### What is asked
Return the lines from the start of the records through the line containing "x=338 y=175", including both ends. Copy each line unchanged.

### Dataset records
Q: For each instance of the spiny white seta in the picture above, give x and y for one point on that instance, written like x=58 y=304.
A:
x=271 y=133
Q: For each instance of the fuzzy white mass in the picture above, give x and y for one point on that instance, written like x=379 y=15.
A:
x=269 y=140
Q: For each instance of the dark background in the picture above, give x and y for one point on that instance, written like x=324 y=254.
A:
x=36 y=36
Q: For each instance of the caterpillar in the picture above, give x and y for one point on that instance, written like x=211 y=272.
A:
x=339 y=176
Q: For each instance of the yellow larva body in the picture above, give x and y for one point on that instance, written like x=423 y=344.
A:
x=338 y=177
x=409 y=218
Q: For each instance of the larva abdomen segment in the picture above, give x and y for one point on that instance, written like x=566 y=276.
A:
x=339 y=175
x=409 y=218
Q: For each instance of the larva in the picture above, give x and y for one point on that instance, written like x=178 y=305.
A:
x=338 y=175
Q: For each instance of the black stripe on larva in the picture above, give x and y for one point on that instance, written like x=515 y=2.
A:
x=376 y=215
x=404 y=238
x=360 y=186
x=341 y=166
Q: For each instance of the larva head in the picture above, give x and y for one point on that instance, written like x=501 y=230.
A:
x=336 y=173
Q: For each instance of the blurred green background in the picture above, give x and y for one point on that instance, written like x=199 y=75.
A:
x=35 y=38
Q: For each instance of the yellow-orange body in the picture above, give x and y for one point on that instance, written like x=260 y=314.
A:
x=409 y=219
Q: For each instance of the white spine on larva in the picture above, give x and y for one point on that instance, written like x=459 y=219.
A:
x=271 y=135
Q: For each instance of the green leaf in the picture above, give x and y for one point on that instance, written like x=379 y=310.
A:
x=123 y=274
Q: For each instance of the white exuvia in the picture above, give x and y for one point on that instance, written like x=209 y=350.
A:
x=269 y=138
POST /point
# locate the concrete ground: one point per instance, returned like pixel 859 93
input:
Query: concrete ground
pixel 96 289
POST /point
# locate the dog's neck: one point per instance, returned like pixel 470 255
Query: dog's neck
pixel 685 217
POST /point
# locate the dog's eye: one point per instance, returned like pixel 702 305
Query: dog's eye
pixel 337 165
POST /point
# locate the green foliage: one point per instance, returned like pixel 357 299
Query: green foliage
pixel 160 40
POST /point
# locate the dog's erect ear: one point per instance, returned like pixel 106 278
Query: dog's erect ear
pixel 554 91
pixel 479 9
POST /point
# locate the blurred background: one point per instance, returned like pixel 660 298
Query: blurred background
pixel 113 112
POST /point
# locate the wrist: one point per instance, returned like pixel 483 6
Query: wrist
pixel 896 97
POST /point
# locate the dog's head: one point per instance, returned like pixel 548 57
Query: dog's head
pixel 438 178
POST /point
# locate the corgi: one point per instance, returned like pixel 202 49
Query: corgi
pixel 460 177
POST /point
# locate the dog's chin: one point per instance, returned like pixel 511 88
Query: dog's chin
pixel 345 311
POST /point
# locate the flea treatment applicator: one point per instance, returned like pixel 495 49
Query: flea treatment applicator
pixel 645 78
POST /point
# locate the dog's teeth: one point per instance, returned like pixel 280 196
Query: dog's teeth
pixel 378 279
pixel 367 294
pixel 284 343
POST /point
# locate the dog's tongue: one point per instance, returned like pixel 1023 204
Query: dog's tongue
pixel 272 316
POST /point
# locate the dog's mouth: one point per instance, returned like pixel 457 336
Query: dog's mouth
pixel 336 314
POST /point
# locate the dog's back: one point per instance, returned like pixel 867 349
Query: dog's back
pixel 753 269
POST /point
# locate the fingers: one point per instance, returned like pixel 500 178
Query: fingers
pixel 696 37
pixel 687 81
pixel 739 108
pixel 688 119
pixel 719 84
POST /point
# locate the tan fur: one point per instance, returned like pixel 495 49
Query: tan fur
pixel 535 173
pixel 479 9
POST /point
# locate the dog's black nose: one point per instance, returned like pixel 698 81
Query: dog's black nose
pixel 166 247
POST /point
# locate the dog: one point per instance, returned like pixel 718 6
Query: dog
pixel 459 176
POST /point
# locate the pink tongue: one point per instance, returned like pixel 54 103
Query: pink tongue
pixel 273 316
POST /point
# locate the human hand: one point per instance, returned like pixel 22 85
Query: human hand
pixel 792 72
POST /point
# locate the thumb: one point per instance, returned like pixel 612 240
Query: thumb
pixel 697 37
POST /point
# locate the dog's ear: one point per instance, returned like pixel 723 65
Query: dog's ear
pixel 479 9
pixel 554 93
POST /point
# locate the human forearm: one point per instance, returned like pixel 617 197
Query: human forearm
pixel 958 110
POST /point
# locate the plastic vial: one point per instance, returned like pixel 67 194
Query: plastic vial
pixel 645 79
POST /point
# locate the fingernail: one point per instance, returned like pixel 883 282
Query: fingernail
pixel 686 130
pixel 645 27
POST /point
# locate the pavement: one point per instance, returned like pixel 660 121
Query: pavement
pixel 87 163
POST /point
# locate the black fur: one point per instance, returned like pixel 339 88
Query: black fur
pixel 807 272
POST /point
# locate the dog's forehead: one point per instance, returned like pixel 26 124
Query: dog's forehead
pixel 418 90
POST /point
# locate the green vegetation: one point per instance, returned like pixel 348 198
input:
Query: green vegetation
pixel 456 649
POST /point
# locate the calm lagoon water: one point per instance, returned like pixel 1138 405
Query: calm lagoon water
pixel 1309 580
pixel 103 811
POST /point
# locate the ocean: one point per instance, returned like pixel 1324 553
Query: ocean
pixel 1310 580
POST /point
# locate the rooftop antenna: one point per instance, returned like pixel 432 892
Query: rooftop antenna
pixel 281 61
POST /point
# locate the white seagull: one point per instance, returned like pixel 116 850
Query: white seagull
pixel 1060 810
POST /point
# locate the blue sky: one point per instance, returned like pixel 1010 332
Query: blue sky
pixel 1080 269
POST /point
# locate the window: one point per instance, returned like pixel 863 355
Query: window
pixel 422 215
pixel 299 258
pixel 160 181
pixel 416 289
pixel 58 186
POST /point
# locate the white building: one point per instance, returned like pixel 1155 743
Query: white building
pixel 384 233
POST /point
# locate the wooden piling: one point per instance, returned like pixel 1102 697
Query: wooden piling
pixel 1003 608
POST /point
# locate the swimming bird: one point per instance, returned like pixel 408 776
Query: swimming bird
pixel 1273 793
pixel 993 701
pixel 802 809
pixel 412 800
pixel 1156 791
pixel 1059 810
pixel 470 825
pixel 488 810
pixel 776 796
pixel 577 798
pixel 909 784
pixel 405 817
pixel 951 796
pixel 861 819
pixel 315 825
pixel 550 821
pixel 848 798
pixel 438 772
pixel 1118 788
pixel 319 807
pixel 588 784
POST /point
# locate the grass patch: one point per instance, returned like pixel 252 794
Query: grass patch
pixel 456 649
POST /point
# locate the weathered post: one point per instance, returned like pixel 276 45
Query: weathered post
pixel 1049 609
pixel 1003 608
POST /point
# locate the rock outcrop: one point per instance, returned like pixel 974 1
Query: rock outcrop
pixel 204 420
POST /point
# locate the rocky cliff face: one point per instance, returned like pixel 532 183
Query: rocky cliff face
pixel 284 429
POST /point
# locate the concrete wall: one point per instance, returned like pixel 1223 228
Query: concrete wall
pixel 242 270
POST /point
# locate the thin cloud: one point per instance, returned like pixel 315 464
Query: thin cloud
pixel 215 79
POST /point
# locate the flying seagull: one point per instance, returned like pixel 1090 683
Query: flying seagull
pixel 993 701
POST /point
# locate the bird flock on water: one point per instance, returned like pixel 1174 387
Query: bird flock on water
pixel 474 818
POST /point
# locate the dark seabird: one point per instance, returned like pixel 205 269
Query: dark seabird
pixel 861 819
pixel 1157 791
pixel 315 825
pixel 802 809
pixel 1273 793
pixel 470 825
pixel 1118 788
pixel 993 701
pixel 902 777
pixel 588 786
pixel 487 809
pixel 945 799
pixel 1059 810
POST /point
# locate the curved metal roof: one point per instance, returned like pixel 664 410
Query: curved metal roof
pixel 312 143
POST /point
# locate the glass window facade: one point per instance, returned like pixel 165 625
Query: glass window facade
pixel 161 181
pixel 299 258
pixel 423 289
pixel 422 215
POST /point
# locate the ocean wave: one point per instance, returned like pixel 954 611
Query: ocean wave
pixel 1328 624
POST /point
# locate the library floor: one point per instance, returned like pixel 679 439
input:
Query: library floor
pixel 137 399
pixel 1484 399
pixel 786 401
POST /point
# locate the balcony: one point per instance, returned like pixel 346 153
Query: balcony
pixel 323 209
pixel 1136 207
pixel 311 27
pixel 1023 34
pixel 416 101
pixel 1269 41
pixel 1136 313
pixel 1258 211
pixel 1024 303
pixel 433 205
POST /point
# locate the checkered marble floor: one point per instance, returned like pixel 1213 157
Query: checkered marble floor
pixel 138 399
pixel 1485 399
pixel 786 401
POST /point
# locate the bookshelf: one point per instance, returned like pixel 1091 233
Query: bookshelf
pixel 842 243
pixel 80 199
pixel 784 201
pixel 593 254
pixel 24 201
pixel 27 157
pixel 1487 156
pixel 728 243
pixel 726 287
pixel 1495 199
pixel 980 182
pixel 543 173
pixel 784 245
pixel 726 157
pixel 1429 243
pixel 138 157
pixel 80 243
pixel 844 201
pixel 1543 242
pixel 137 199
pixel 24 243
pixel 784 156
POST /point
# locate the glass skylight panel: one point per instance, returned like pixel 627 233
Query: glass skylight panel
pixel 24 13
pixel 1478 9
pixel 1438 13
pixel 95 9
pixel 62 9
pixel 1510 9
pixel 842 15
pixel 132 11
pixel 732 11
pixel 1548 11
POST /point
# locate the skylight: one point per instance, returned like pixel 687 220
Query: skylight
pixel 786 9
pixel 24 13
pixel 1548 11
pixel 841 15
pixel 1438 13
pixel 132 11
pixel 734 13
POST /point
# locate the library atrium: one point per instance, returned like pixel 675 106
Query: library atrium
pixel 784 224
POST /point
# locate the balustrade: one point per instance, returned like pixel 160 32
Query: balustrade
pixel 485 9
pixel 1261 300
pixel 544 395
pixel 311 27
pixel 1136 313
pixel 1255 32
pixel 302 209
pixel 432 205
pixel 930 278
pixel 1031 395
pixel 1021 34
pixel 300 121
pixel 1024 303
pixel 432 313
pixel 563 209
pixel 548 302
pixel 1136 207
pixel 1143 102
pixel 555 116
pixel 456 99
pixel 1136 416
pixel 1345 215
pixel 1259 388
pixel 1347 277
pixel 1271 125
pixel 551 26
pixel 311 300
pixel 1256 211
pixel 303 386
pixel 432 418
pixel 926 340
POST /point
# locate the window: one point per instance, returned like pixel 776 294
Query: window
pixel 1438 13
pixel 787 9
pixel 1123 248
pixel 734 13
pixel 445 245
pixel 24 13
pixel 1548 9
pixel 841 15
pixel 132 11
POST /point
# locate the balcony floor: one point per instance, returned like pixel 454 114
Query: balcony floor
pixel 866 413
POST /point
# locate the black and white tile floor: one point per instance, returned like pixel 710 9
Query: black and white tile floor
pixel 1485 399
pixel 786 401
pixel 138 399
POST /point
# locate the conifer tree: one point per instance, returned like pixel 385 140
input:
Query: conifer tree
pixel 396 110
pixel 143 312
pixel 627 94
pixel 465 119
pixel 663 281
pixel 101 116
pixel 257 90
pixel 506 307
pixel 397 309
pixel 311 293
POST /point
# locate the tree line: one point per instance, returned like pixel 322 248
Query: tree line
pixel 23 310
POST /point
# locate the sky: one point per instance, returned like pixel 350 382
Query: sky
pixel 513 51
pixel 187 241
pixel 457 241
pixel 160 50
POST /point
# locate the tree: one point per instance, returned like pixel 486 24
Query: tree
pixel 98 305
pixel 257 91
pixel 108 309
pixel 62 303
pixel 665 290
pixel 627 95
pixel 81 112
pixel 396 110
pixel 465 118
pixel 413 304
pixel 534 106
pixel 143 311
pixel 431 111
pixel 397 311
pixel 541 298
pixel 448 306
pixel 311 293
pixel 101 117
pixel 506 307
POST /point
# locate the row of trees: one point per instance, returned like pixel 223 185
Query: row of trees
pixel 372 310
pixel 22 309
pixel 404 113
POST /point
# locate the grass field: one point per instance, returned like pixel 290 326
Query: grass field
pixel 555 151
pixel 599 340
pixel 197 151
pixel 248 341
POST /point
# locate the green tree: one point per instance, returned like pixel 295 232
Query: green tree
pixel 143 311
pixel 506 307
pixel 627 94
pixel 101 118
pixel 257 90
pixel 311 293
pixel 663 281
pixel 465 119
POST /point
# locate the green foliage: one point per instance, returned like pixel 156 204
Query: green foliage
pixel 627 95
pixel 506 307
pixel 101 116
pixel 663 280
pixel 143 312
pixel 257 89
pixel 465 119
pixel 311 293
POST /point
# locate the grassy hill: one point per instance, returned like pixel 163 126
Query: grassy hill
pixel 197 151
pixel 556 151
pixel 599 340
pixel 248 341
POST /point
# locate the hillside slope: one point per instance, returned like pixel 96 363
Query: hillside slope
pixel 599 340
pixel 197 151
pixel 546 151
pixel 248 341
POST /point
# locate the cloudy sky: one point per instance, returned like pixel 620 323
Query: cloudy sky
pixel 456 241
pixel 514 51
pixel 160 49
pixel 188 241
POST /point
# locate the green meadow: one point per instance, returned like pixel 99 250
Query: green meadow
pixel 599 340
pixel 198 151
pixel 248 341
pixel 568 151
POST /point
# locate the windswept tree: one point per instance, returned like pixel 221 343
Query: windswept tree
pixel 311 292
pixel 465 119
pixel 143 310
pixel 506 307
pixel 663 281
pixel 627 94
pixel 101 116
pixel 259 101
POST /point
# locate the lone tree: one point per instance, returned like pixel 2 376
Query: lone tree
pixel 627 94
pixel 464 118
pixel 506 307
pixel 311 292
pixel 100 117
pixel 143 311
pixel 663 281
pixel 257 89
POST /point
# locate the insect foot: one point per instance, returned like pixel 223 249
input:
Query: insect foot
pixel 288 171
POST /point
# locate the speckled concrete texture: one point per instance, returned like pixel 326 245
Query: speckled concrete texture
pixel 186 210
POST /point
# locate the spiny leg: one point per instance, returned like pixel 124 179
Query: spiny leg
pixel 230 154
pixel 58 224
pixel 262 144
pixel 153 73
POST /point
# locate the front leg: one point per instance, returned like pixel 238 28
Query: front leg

### Exercise solution
Q: For each instance of the spiny white seta in the picture above, give x and y for one point on that instance, written like x=58 y=304.
A:
x=271 y=133
Q: For each instance of the fuzzy white mass in the picture above, give x and y for one point on that instance, written like x=379 y=15.
A:
x=269 y=140
Q: For each instance of the dark background in the picture above, give x and y for one point on that instance, written like x=324 y=254.
A:
x=36 y=36
Q: For each instance of the caterpillar in the picture above, give x and y for one point on that instance, written like x=211 y=272.
A:
x=339 y=176
Q: For each instance of the yellow larva body in the picture above, give x and y for one point on that instance, written like x=423 y=344.
A:
x=338 y=177
x=409 y=218
Q: For each instance of the larva abdomen segment in the picture above, give x and y for one point on that instance, written like x=566 y=276.
A:
x=339 y=175
x=409 y=218
Q: For each instance of the larva in the picture above, give x and y for one point on that instance, written like x=178 y=305.
A:
x=338 y=175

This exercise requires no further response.